* Input records
···

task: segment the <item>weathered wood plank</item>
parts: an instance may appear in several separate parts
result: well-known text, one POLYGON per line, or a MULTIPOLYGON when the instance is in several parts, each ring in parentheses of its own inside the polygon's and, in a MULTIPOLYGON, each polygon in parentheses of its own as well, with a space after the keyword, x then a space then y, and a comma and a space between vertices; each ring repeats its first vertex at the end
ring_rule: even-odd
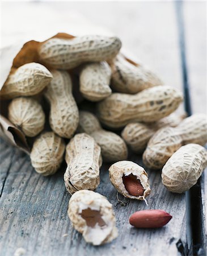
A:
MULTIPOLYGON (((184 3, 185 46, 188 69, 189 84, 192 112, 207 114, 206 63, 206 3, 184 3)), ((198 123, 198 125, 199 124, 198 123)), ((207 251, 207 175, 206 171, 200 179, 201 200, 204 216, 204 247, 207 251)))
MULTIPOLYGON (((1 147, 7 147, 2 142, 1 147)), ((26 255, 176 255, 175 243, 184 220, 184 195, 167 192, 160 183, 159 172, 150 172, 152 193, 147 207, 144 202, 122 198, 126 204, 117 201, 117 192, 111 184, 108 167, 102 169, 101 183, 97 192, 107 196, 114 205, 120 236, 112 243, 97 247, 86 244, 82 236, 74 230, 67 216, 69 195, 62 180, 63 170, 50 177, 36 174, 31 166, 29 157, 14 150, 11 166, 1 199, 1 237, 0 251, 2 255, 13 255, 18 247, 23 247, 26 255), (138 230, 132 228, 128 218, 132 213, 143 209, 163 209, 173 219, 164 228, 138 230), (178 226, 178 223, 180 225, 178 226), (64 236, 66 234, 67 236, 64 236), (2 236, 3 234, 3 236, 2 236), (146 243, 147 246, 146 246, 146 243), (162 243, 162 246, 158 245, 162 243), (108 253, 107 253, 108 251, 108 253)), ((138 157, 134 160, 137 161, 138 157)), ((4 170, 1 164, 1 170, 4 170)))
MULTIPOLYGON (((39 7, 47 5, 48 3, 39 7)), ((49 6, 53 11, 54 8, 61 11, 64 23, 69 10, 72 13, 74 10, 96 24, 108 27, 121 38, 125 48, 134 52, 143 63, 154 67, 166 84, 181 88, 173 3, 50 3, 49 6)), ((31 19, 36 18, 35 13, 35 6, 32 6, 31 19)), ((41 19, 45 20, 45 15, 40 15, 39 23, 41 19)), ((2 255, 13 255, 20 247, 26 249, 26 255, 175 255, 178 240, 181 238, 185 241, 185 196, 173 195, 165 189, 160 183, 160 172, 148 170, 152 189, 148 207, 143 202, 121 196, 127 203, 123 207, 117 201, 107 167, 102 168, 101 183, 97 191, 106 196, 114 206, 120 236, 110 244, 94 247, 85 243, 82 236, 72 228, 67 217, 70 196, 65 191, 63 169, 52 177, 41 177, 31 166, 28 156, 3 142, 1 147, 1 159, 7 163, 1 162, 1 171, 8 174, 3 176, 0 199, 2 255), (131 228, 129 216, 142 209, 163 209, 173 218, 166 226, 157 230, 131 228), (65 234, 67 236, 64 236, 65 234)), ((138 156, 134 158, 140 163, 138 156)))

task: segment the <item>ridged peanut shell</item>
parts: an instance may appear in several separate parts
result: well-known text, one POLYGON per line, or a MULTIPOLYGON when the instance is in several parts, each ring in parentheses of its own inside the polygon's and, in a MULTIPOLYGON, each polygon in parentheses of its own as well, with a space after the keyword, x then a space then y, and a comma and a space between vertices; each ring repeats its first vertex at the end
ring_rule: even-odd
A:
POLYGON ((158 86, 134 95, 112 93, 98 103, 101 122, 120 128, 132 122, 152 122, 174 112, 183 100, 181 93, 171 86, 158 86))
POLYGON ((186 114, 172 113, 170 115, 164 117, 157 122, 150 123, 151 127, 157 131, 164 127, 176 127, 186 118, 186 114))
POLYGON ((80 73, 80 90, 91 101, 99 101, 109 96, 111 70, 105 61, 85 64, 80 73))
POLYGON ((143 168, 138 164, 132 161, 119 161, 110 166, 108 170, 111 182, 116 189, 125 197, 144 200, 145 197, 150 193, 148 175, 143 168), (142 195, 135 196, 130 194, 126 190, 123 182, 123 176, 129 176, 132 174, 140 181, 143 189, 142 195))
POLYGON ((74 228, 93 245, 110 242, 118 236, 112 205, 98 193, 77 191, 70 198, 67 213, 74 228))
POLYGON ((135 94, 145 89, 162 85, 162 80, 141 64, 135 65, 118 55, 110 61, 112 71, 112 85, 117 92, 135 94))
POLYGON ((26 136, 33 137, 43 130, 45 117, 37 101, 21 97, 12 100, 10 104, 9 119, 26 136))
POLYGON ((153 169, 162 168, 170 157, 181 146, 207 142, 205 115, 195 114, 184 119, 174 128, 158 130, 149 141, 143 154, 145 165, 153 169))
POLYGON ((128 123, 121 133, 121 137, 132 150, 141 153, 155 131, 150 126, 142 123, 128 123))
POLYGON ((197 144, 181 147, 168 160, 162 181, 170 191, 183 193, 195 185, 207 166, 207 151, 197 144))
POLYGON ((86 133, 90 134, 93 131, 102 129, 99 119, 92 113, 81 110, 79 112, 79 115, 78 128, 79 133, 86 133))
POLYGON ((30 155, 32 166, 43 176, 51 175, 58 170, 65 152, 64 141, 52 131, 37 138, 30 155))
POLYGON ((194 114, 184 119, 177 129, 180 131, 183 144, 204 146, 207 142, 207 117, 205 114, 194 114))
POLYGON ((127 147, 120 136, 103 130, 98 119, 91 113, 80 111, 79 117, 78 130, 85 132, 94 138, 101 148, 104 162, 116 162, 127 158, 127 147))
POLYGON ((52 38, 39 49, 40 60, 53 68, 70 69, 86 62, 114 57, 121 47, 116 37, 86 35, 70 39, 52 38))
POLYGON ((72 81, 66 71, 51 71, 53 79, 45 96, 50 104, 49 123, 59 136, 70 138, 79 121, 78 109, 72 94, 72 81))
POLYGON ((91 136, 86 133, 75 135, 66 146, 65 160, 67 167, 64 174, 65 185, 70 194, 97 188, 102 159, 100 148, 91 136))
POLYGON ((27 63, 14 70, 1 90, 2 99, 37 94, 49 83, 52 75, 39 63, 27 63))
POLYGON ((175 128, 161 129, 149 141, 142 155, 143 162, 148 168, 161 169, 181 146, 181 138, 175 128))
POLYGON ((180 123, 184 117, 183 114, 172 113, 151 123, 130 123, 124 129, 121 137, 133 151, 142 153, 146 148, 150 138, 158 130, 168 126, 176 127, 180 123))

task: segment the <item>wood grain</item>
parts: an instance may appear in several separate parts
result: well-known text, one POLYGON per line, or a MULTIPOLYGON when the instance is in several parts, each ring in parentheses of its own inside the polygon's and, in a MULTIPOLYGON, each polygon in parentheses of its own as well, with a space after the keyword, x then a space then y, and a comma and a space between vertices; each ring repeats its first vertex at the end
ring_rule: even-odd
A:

···

* Exercise directions
Reproduce every one of the records above word for word, but leave the pictures out of your answer.

* Complete answer
task: segment the <item>weathered wood plank</item>
parts: an instance may appear in several separate parts
result: well-known text, one POLYGON per line, or a MULTIPOLYGON when the instance is in several parts, each ring in parentheses of its own inside the polygon's and, in a MULTIPOLYGON, each polygon in parentheses of its own as well, with a space after the keyword, x then a space then y, and a comma and a space between vertices; each ring repeats its first vertex at the end
ring_rule: even-odd
A:
MULTIPOLYGON (((184 3, 185 46, 188 69, 189 84, 192 112, 207 114, 206 63, 206 3, 184 3)), ((198 123, 198 125, 199 124, 198 123)), ((207 251, 207 175, 206 171, 200 179, 201 200, 204 216, 204 247, 207 251)))
MULTIPOLYGON (((1 147, 7 147, 2 142, 1 147)), ((26 255, 176 255, 175 243, 184 220, 184 195, 167 192, 160 183, 159 172, 150 172, 152 193, 147 207, 144 202, 122 198, 126 204, 117 201, 117 192, 111 184, 108 167, 102 169, 101 183, 97 192, 107 196, 114 205, 120 236, 112 243, 97 247, 86 244, 82 236, 74 230, 67 216, 69 195, 62 180, 63 170, 50 177, 36 174, 31 166, 29 157, 14 150, 11 166, 1 199, 1 237, 0 251, 2 255, 13 255, 18 247, 23 247, 26 255), (138 230, 132 228, 128 218, 132 213, 143 209, 163 209, 173 219, 164 228, 138 230), (178 226, 178 223, 180 225, 178 226), (64 236, 66 234, 67 236, 64 236), (2 236, 3 234, 3 236, 2 236), (146 243, 147 246, 146 246, 146 243), (162 243, 162 246, 158 245, 162 243), (108 253, 107 253, 108 251, 108 253)), ((138 157, 134 160, 137 161, 138 157)), ((4 170, 1 164, 1 170, 4 170)))
MULTIPOLYGON (((39 7, 47 5, 48 3, 39 7)), ((49 6, 53 11, 54 8, 61 11, 64 23, 69 10, 72 13, 74 10, 96 24, 108 27, 121 38, 125 48, 134 52, 143 63, 154 67, 166 84, 181 88, 173 3, 50 3, 49 6)), ((31 19, 36 18, 35 13, 35 6, 32 6, 31 19)), ((41 19, 45 20, 45 15, 40 15, 39 23, 41 19)), ((2 255, 13 255, 20 247, 26 249, 26 255, 175 255, 178 240, 181 238, 185 241, 185 196, 173 195, 165 189, 160 183, 160 172, 148 170, 152 189, 148 207, 143 202, 121 196, 127 203, 123 207, 117 201, 107 167, 102 168, 101 183, 97 191, 106 196, 114 206, 120 236, 110 244, 94 247, 85 243, 82 236, 72 228, 67 217, 70 196, 65 191, 63 169, 52 177, 41 177, 31 166, 28 156, 3 142, 1 147, 1 159, 7 163, 1 162, 1 171, 8 174, 3 176, 0 199, 2 255), (131 228, 129 216, 142 209, 163 209, 173 218, 166 226, 157 230, 131 228), (65 234, 67 236, 64 236, 65 234)), ((138 156, 134 158, 140 163, 138 156)))

task: segment the <item>ridged peanut shell</item>
parts: an instance may appear in several separate parts
result: well-known text, one POLYGON per line, or a MULTIPOLYGON when the instance is in several parts, each ring in parentheses of its own inside the polygon's and, in a MULTIPOLYGON, each polygon in parentheses of its own as well, with a space after the keyword, x then a space then y, and a comma and a space between vertices; each ring repeats its first vertex at the end
ring_rule: even-odd
A:
POLYGON ((158 86, 134 95, 112 93, 98 103, 101 122, 120 128, 132 122, 152 122, 174 112, 183 100, 181 93, 171 86, 158 86))
POLYGON ((186 114, 172 113, 170 115, 164 117, 157 122, 150 123, 151 127, 157 131, 164 127, 176 127, 186 118, 186 114))
POLYGON ((80 73, 80 90, 91 101, 99 101, 109 96, 111 70, 105 61, 85 64, 80 73))
POLYGON ((143 168, 138 164, 132 161, 119 161, 110 166, 108 170, 111 182, 116 189, 125 197, 144 200, 145 197, 150 193, 148 175, 143 168), (142 195, 135 196, 130 194, 126 190, 123 182, 123 176, 129 176, 132 174, 140 181, 143 189, 142 195))
POLYGON ((74 228, 93 245, 110 242, 118 236, 112 205, 98 193, 77 191, 70 198, 67 213, 74 228))
POLYGON ((135 94, 145 89, 162 85, 162 80, 141 64, 135 65, 118 55, 110 61, 112 71, 112 85, 117 92, 135 94))
POLYGON ((26 136, 33 137, 43 130, 45 117, 37 101, 21 97, 12 100, 10 104, 9 119, 26 136))
POLYGON ((153 169, 162 168, 170 157, 181 146, 207 142, 205 115, 195 114, 184 119, 174 128, 158 130, 149 141, 143 154, 145 165, 153 169))
POLYGON ((128 123, 121 133, 121 137, 132 150, 141 153, 155 131, 150 126, 142 123, 128 123))
POLYGON ((197 144, 181 147, 168 160, 162 181, 170 191, 183 193, 195 185, 207 166, 207 151, 197 144))
POLYGON ((86 133, 90 134, 93 131, 102 129, 99 119, 92 113, 81 110, 79 112, 79 115, 78 128, 79 133, 86 133))
POLYGON ((30 155, 32 166, 43 176, 51 175, 58 170, 65 152, 64 141, 52 131, 37 138, 30 155))
POLYGON ((194 114, 184 119, 177 129, 180 131, 183 144, 204 146, 207 142, 207 117, 205 114, 194 114))
POLYGON ((127 147, 120 136, 103 130, 98 119, 91 113, 80 111, 79 117, 78 130, 85 132, 94 138, 101 148, 104 162, 116 162, 127 158, 127 147))
POLYGON ((52 38, 39 49, 40 60, 53 68, 70 69, 86 62, 114 57, 121 47, 116 37, 86 35, 70 39, 52 38))
POLYGON ((72 81, 66 71, 51 71, 53 79, 45 96, 50 104, 49 123, 59 136, 70 138, 79 121, 78 109, 72 94, 72 81))
POLYGON ((91 136, 86 133, 75 135, 66 146, 65 160, 67 167, 64 174, 65 185, 70 194, 97 188, 102 159, 100 148, 91 136))
POLYGON ((27 63, 14 70, 1 90, 2 99, 37 94, 49 83, 52 75, 39 63, 27 63))
POLYGON ((175 128, 161 129, 149 141, 142 155, 143 162, 148 168, 161 169, 181 146, 181 138, 175 128))
POLYGON ((180 123, 184 117, 183 114, 172 113, 151 123, 130 123, 124 129, 121 137, 133 151, 142 153, 146 148, 150 138, 158 130, 168 126, 176 127, 180 123))

task: segment the <item>wood grain</item>
parts: an instance may appear in several separate parts
result: well-known text, one POLYGON per line, or a MULTIPOLYGON when the instance is in several parts, each ring in parentheses of its own inside the polygon's and, in a MULTIPOLYGON, each polygon in parentheses of its own as well, with a space after the keyword, x then a space then y, and a comma and a space between vertices; each ring repeats its first vertex at the end
ring_rule: even-odd
A:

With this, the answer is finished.